The problem: Put every line of all the entries below into one numbered list, leaving out any blank lines.
------------------------------
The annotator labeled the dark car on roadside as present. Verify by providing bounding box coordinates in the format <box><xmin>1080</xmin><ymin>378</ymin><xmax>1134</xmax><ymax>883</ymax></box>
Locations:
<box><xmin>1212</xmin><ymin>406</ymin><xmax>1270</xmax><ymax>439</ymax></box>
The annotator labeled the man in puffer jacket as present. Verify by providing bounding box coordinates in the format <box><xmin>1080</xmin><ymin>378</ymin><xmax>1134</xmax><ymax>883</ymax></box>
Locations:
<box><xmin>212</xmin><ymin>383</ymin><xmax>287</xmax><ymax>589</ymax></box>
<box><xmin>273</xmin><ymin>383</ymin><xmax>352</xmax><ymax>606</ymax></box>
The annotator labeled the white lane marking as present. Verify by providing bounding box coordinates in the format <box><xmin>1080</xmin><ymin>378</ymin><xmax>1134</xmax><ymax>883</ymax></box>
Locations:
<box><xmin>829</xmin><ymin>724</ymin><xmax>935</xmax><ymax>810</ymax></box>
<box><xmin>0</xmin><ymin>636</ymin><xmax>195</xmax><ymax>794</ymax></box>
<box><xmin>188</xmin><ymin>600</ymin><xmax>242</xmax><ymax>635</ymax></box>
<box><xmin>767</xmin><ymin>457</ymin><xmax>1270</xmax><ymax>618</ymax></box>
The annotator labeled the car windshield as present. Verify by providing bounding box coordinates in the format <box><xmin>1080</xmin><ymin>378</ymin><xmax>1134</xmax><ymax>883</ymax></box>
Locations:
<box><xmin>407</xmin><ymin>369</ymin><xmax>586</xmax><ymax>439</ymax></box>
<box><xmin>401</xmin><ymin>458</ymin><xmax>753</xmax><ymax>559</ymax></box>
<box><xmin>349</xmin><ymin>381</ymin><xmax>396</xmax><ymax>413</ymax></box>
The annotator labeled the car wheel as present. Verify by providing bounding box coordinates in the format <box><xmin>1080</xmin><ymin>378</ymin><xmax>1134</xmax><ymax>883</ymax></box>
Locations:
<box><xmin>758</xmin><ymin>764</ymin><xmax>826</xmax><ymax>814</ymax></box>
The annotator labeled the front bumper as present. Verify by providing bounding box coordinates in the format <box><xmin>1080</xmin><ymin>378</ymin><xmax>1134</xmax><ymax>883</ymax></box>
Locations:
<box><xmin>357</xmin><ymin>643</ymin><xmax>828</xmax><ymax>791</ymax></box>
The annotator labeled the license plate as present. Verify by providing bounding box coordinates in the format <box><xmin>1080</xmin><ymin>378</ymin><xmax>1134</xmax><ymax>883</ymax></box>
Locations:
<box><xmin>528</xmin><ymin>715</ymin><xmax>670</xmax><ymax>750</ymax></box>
------------------------------
Complete answer:
1. The annotator labeled the dark car on roadside as present. Verify by providing bounding box coordinates in the format <box><xmin>1080</xmin><ymin>378</ymin><xmax>1134</xmax><ymax>883</ymax></box>
2. Locations:
3. <box><xmin>1212</xmin><ymin>406</ymin><xmax>1270</xmax><ymax>439</ymax></box>
4. The annotator labeled the man in puffer jacket as present. Verify by providing bounding box coordinates in the format <box><xmin>1080</xmin><ymin>378</ymin><xmax>1134</xmax><ymax>883</ymax></box>
5. Locations:
6. <box><xmin>212</xmin><ymin>383</ymin><xmax>287</xmax><ymax>589</ymax></box>
7. <box><xmin>273</xmin><ymin>383</ymin><xmax>352</xmax><ymax>606</ymax></box>
8. The annotator labeled the white lane marking as present. Verify by providing bounding box coordinates in the format <box><xmin>1080</xmin><ymin>378</ymin><xmax>1134</xmax><ymax>883</ymax></box>
9. Locations:
10. <box><xmin>829</xmin><ymin>724</ymin><xmax>935</xmax><ymax>810</ymax></box>
11. <box><xmin>0</xmin><ymin>636</ymin><xmax>195</xmax><ymax>794</ymax></box>
12. <box><xmin>188</xmin><ymin>600</ymin><xmax>242</xmax><ymax>635</ymax></box>
13. <box><xmin>767</xmin><ymin>457</ymin><xmax>1270</xmax><ymax>618</ymax></box>
14. The annotator labeled the car windshield as present. Verify by providing bounding box coordinates in the format <box><xmin>1080</xmin><ymin>378</ymin><xmax>1134</xmax><ymax>883</ymax></box>
15. Locations:
16. <box><xmin>407</xmin><ymin>369</ymin><xmax>586</xmax><ymax>439</ymax></box>
17. <box><xmin>401</xmin><ymin>458</ymin><xmax>753</xmax><ymax>559</ymax></box>
18. <box><xmin>349</xmin><ymin>381</ymin><xmax>396</xmax><ymax>413</ymax></box>
19. The annotator labeled the car wheel as present. Verify by providing bounding box coordinates in the format <box><xmin>1080</xmin><ymin>378</ymin><xmax>1134</xmax><ymax>883</ymax></box>
20. Locations:
21. <box><xmin>758</xmin><ymin>764</ymin><xmax>826</xmax><ymax>814</ymax></box>
22. The annotator labeled the front bumper as present. Verify by providing bounding box coordinates in the format <box><xmin>1080</xmin><ymin>378</ymin><xmax>1134</xmax><ymax>883</ymax></box>
23. Locations:
24. <box><xmin>357</xmin><ymin>643</ymin><xmax>828</xmax><ymax>791</ymax></box>
25. The annotator labeled the license plate as present. Verify by providing bounding box coordinates in the format <box><xmin>1080</xmin><ymin>378</ymin><xmax>1134</xmax><ymax>883</ymax></box>
26. Locations:
27. <box><xmin>528</xmin><ymin>715</ymin><xmax>670</xmax><ymax>750</ymax></box>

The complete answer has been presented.